*Records supplied:*
■ ■ ■
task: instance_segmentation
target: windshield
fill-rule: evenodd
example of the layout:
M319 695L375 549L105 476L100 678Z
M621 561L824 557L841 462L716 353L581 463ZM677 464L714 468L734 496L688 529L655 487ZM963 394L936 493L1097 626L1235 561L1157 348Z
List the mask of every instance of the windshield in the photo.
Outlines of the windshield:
■ ■ ■
*Required work:*
Retype all the items above line for line, changing nothing.

*Problem solution:*
task: instance_segmentation
target: windshield
fill-rule: evenodd
example of the layout:
M319 695L375 549L105 476L100 678Z
M621 561L824 557L841 462L716 353L581 463ZM677 464L714 468L734 496L688 529L655 487ZM963 394L936 493L1097 626L1235 561L1157 348Z
List the mask of every instance of the windshield in the photo.
Outlines of the windshield:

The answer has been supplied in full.